D'altronde, la principale contraddizione entro cui gli artisti si trovano ora ad operare ci sembra proprio essere quella fra un forte processo di normalizzazione, sia posticcio (quando magari sostenuto da appelli propagandistici all'unità nazionale) che reale (nel momento in cui è dato dalla concreta esigenza delle persone di dover superare nella loro quotidianità lo “stato di emergenza”), e una situazione (geo)politica che certamente “normale” non è. In questo senso, lo spirito critico e la ponderatezza riflessiva dei protagonisti della scena indipendente (pur nella consapevolezza di dover in qualche modo “scuotere” e agire con prontezza) sono preziosi e costituiscono forse l'unico modo in cui il teatro può interpretare la propria posizione minoritaria non come condanna all'impotenza, ma occasione per la costruzione di prospettive inedite sul reale.
La performance Map of Identity di Anton Romanov (videostill di Lorenzo Adamo)
Anche perché, paradossalmente, quello presente sembra essere un momento fertile per il teatro di ricerca ucraino. Per la prima volta, infatti, pare che le forze indipendenti si stiano unendo per provare a far fronte a comuni problematiche e questioni, ma soprattutto nell'intento di far nascere un vero e proprio “circuito” alternativo che non si nutra soltanto di esperienze limitate ed episodi puntuali. È il caso del Дикий театр (“Teatro selvaggio”), nato nell'estate del 2015: una rete organizzativa di artisti che ha già all'attivo più di sette spettacoli. La fondatrice Ярослава Кравченко, già direttrice organizzativa di due fra i maggiori teatri statali di Kiev, ci dice che ha scelto di abbandonare l'ambiente ufficiale perché sentiva l'esigenza di un approccio diverso, maggiormente feroce e appunto “selvaggio”. In particolare, il progetto si fonda sull'osservazione e sulla consapevolezza che già esiste una fetta di pubblico alla ricerca di un teatro simile. La prima performance del Дикий театр – un'originale spettacolo-concerto basato sulla vita e l'opera di Ian Curtis – è nata in maniera estemporanea riscuotendo però un'inaspettata partecipazione. Andato in scena negli spazi non-convenzionali di Plaztforma, Joy Division della regista Ксения Скакун è poi stato riproposto in differenti strutture.
Inoltre la nascita di tale rete organizzativa è praticamente concomitante all'entrata in vigore di una riforma generale della cultura da parte dello stato ucraino che – per quanto curioso possa sembrare – ha molti punti di contatto con i provvedimenti recentemente presi anche in Italia. Vengono infatti introdotti un sistema di concorsi per il finanziamento e una commissione giudicante. Ma, nelle parole della stessa Ярослава, rimane il dubbio che si tratti di un'operazione di facciata. Le strutture gerarchiche all'interno delle sale statali così come la natura degli spettacoli da esse proposte sono rimaste per ora sostanzialmente invariate, dominate da un'attitudine al teatro che nella maggior parte dei casi è – ci riferiscono – di puro intrattenimento.

------------------------------

Compito A —
Inserisci in una tabella Markdown, con le colonne "Numero" e "Riga", le righe nel tratto che va da quella contenente "give the outline of every instance of the white pole" fino all'ultima riga, entrambe incluse e senza le righe vuote.
L'estratto e le righe sono materiali distinti e indipendenti.

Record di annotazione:
------------------------------

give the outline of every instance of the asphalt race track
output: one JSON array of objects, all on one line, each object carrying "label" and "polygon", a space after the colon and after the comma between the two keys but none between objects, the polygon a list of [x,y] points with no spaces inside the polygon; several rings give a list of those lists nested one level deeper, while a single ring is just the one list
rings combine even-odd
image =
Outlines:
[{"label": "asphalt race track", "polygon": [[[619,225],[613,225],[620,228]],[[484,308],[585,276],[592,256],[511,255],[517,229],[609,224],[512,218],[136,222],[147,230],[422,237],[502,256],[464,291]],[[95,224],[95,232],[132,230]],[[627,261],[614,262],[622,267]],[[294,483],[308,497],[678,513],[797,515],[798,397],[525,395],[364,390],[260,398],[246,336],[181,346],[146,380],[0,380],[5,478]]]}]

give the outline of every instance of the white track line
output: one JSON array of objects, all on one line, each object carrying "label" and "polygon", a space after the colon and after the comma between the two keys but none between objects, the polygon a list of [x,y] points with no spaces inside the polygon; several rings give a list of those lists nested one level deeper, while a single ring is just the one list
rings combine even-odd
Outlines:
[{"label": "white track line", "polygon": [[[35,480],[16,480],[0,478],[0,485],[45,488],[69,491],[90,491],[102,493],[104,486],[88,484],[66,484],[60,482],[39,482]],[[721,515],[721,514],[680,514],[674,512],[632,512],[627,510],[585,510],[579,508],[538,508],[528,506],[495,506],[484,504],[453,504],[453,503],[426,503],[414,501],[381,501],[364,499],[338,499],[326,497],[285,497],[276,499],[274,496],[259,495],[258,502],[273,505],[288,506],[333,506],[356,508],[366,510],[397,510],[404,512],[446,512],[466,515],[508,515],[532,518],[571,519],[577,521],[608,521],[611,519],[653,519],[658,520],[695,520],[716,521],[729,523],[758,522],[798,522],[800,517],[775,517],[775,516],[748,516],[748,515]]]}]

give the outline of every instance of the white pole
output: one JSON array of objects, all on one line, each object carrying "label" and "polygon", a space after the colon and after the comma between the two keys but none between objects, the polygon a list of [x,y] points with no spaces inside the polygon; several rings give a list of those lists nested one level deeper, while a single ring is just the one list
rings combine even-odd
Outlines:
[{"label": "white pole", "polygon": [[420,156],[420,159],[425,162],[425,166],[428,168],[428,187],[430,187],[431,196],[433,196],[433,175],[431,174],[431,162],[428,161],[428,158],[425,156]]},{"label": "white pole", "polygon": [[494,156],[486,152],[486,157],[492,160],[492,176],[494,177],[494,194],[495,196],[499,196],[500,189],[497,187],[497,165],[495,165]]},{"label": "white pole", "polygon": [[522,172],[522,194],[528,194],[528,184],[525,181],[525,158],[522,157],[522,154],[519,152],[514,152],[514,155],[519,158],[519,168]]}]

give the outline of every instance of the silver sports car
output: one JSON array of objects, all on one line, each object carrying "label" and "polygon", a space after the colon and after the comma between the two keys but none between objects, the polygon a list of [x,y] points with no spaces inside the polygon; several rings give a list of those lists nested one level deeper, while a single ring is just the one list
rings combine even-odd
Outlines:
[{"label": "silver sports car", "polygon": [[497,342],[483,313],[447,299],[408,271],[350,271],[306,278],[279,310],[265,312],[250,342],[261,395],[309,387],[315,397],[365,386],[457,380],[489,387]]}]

------------------------------

Compito B —
Riscrivi il tratto dell'estratto da "Inoltre la nascita" fino a "di puro intrattenimento.", sostituendo "commissione giudicante" con "giuria".

Risposta A —
| Numero | Riga |
|---|---|
| 1 | give the outline of every instance of the white pole |
| 2 | output: one JSON array of objects, all on one line, each object carrying "label" and "polygon", a space after the colon and after the comma between the two keys but none between objects, the polygon a list of [x,y] points with no spaces inside the polygon; several rings give a list of those lists nested one level deeper, while a single ring is just the one list |
| 3 | rings combine even-odd |
| 4 | Outlines: |
| 5 | [{"label": "white pole", "polygon": [[420,156],[420,159],[425,162],[425,166],[428,168],[428,187],[430,187],[431,196],[433,196],[433,175],[431,174],[431,162],[428,161],[428,158],[425,156]]},{"label": "white pole", "polygon": [[494,156],[486,152],[486,157],[492,160],[492,176],[494,177],[494,194],[495,196],[499,196],[500,189],[497,187],[497,165],[495,165]]},{"label": "white pole", "polygon": [[522,172],[522,194],[528,194],[528,184],[525,181],[525,158],[522,157],[522,154],[519,152],[514,152],[514,155],[519,158],[519,168]]}] |
| 6 | give the outline of every instance of the silver sports car |
| 7 | output: one JSON array of objects, all on one line, each object carrying "label" and "polygon", a space after the colon and after the comma between the two keys but none between objects, the polygon a list of [x,y] points with no spaces inside the polygon; several rings give a list of those lists nested one level deeper, while a single ring is just the one list |
| 8 | rings combine even-odd |
| 9 | Outlines: |
| 10 | [{"label": "silver sports car", "polygon": [[497,342],[483,313],[447,299],[408,271],[350,271],[306,278],[279,310],[265,312],[250,342],[261,395],[309,387],[315,397],[365,386],[457,380],[489,387]]}] |

Risposta B —
Inoltre la nascita di tale rete organizzativa è praticamente concomitante all'entrata in vigore di una riforma generale della cultura da parte dello stato ucraino che – per quanto curioso possa sembrare – ha molti punti di contatto con i provvedimenti recentemente presi anche in Italia. Vengono infatti introdotti un sistema di concorsi per il finanziamento e una giuria. Ma, nelle parole della stessa Ярослава, rimane il dubbio che si tratti di un'operazione di facciata. Le strutture gerarchiche all'interno delle sale statali così come la natura degli spettacoli da esse proposte sono rimaste per ora sostanzialmente invariate, dominate da un'attitudine al teatro che nella maggior parte dei casi è – ci riferiscono – di puro intrattenimento.